* Work to be completed: A full, word-for-word copy of the listing below is needed; leave the images out of it.

* Records for the exercise:
# # # #
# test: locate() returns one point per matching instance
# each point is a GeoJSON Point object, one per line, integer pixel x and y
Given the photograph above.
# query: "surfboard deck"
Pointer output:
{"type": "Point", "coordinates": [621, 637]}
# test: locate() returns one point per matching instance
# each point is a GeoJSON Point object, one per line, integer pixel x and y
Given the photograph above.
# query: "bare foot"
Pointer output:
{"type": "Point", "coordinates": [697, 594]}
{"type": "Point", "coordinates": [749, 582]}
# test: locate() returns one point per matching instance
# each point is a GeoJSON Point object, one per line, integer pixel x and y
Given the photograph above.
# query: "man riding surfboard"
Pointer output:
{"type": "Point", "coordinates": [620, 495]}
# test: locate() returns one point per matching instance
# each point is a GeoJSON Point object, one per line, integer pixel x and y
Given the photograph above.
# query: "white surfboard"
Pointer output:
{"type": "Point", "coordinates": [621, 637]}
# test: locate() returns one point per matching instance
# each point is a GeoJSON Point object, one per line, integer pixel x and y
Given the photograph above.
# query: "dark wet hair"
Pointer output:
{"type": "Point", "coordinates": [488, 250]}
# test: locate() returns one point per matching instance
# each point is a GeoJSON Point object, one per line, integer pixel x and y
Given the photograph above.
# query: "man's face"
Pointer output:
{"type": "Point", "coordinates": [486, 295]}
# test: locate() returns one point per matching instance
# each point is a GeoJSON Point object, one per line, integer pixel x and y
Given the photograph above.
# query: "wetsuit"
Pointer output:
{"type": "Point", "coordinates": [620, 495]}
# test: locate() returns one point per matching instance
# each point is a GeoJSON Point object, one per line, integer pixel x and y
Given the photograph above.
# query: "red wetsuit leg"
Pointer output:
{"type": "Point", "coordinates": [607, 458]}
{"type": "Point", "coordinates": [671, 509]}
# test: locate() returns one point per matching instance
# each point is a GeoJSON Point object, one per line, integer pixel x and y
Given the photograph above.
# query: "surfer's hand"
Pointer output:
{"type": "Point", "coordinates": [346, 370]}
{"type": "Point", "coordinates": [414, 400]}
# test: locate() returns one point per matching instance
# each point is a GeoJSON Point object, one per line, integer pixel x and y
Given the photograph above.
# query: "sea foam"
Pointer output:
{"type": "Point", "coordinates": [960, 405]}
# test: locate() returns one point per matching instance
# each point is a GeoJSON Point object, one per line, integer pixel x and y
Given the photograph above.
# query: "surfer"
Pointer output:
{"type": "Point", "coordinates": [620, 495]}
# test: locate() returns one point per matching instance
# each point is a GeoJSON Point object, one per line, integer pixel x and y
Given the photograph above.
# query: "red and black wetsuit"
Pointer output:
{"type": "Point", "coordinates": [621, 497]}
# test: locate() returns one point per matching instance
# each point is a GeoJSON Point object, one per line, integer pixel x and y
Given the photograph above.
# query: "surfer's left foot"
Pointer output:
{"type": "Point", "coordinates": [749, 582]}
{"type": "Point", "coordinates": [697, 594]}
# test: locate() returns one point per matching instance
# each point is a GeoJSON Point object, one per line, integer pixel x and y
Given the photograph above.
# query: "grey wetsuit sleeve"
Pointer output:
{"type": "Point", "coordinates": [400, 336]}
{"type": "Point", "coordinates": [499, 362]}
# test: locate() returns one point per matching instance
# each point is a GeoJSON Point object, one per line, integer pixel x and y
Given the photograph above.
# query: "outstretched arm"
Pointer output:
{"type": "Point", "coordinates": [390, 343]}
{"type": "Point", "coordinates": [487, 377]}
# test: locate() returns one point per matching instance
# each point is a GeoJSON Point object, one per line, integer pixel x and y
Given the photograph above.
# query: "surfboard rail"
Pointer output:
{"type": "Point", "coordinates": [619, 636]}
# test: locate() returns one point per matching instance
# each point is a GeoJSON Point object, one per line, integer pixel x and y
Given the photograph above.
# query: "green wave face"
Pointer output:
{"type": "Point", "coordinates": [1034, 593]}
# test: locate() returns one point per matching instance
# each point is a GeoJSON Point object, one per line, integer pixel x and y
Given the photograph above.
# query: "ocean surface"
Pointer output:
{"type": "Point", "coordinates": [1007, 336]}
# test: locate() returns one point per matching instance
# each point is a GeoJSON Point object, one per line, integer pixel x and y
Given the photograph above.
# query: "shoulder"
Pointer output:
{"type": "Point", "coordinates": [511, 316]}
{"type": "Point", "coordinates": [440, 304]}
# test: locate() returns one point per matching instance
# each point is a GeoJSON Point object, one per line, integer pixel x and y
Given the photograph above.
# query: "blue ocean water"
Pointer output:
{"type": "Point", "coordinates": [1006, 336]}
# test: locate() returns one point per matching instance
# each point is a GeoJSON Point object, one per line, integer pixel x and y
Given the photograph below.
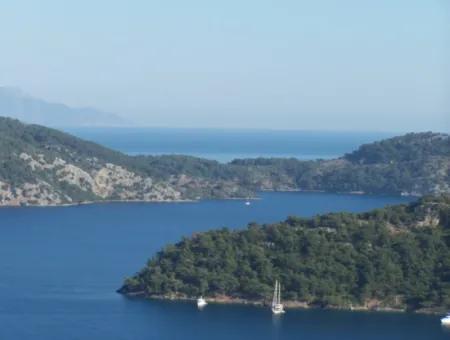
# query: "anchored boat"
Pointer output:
{"type": "Point", "coordinates": [446, 320]}
{"type": "Point", "coordinates": [277, 306]}
{"type": "Point", "coordinates": [201, 302]}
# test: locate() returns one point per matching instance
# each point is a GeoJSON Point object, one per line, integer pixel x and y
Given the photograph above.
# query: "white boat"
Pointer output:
{"type": "Point", "coordinates": [201, 302]}
{"type": "Point", "coordinates": [446, 320]}
{"type": "Point", "coordinates": [277, 306]}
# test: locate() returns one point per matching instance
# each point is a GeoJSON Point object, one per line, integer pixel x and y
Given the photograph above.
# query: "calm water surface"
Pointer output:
{"type": "Point", "coordinates": [60, 267]}
{"type": "Point", "coordinates": [227, 144]}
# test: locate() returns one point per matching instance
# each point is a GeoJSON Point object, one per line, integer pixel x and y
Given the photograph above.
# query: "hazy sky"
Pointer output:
{"type": "Point", "coordinates": [316, 64]}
# # # #
* Reply:
# test: locate() returns one point per matching instance
# each point is a GeoJSON Point object, one per line, integer pixel x and y
Given the photograph above.
# query: "surfboard deck"
Pointer output:
{"type": "Point", "coordinates": [621, 637]}
# test: locate() returns one point per matching instance
# each point is a GeoJSON Point object, one per line, integer pixel x and y
Given the photograph above.
# query: "bare foot"
Pointer output:
{"type": "Point", "coordinates": [697, 594]}
{"type": "Point", "coordinates": [749, 582]}
# test: locate() returns one point per matching instance
# each point is a GeoJSON Point object, one per line, integer pixel x and y
Given the photograph above.
# query: "man riding surfboard"
Pointer output:
{"type": "Point", "coordinates": [620, 495]}
# test: locate() returns one point per matching instance
# each point is a GeoJSON Point object, one per line, integer pixel x and y
Given the photograph above.
# query: "white surfboard"
Pointer output:
{"type": "Point", "coordinates": [621, 637]}
# test: locate() returns one point per matching instance
# each point is a GeoJSON Point object, one per line, integer pixel x and y
Given the photograph above.
# query: "dark wet hair"
Pointer output:
{"type": "Point", "coordinates": [488, 250]}
# test: locate() returns one point per matching instance
# each point is a GeoJSON Point object, one per line, integer pixel x and y
Given the photograph above.
# query: "man's face"
Pointer output:
{"type": "Point", "coordinates": [486, 295]}
# test: locate() returns one point per matching instance
# each point is a GeoJSON Point object, one per line, integer pixel x and y
Given the photograph above.
# query: "wetsuit"
Pointer output:
{"type": "Point", "coordinates": [620, 495]}
# test: locate() returns one point per matching instance
# each point is a GeoJSON Point object, one per line, integer pixel x and y
Given the photograph above.
# query: "red wetsuit leg"
Pointer output:
{"type": "Point", "coordinates": [607, 458]}
{"type": "Point", "coordinates": [671, 509]}
# test: locate() returns one point per matching instance
# each point is a GeoJSON Point object, one per line, integer pixel x and y
Given the photograph above.
# query: "surfer's hand"
Pointer output:
{"type": "Point", "coordinates": [346, 370]}
{"type": "Point", "coordinates": [414, 400]}
# test: locate() returns one point per matching instance
# each point is a GeoJSON Point object, one per line, integer pixel x and y
Given the photograph above.
# query: "sea foam"
Pointer output:
{"type": "Point", "coordinates": [960, 405]}
# test: locate() returns one point per matching instance
# each point is a GeoJSON Point object, one per line, integer pixel x and y
Given the photograph above.
# query: "surfer"
Pointer output:
{"type": "Point", "coordinates": [620, 495]}
# test: locate() returns one point per matching instance
# each point is a GeoJSON Point object, one per line, integer pixel x and y
Given the photograph above.
# query: "red and black wetsuit"
Pointer output:
{"type": "Point", "coordinates": [621, 497]}
# test: locate() returns one point per matching instance
# each point is a GeoJSON Point object, one per line, integer pixel x and y
Given the photograph above.
# query: "surfer's left foot"
Pointer output:
{"type": "Point", "coordinates": [749, 582]}
{"type": "Point", "coordinates": [697, 594]}
# test: locate() returns one point per matching instance
# each point is a GeoJSON Point object, one per line, integer pixel x and y
Given the photograph above.
# query: "grey wetsuit sleeve"
Pointer output:
{"type": "Point", "coordinates": [400, 336]}
{"type": "Point", "coordinates": [499, 362]}
# test: locate() returns one point per matching instance
# each point is a GeoJSON Point object, one per line, integer pixel x and y
Given the photograph above.
# query: "outstretched arm"
Pointer output:
{"type": "Point", "coordinates": [390, 343]}
{"type": "Point", "coordinates": [487, 377]}
# test: locate() returns one point per matching instance
# each point is a GeoJSON Point object, one per line, integer pixel x and y
Given the photograph above.
# query: "surfboard rail"
Pointer output:
{"type": "Point", "coordinates": [619, 636]}
# test: locate() returns one point per matching instance
# each point is a GeoJSON Point object, one per line, integer pixel x and y
Given the photograph above.
# query: "green wave face"
Pointer output:
{"type": "Point", "coordinates": [1034, 593]}
# test: locate() returns one point per matching instance
# each point is a GeoJSON Point object, one per line, integer pixel x and y
Given the photograph above.
# query: "ocean surface"
Pointer output:
{"type": "Point", "coordinates": [1007, 336]}
# test: locate() returns one point per matching instance
# each point is a GeoJSON Point object, one per line, integer pixel x and y
Given the photograph above.
# query: "shoulder"
Pointer output:
{"type": "Point", "coordinates": [511, 316]}
{"type": "Point", "coordinates": [440, 304]}
# test: locate() returns one point per matching instance
# each point is a GeoJSON Point object, one per line, integer pixel x and y
Given the photograph above.
# query: "blue ocean water"
Pointer output:
{"type": "Point", "coordinates": [1006, 336]}
# test: locate() returns one point per matching instance
# each point is a GeoJSON Point object, one per line, integer pixel x and y
Given the photograph below.
# query: "anchored boat"
Pointer output:
{"type": "Point", "coordinates": [446, 320]}
{"type": "Point", "coordinates": [277, 306]}
{"type": "Point", "coordinates": [201, 302]}
# test: locate() returns one point per matching instance
# each point is a GeoJSON Point object, one per line, integer pixel x and y
Given the photograph above.
# query: "white boat"
Pointer output:
{"type": "Point", "coordinates": [201, 302]}
{"type": "Point", "coordinates": [446, 320]}
{"type": "Point", "coordinates": [277, 306]}
# test: locate() returns one point per matching instance
# each point is a GeoJSON Point object, one per line, integer pixel x and y
Given the photograph above.
# query: "calm water surface"
Pointer output:
{"type": "Point", "coordinates": [60, 267]}
{"type": "Point", "coordinates": [227, 144]}
# test: locate() returns one point per matching instance
# each point is a GeoJSON Point object, one per line, integer pixel x and y
Given the photograph above.
# query: "hazy sky"
Pointer output:
{"type": "Point", "coordinates": [316, 64]}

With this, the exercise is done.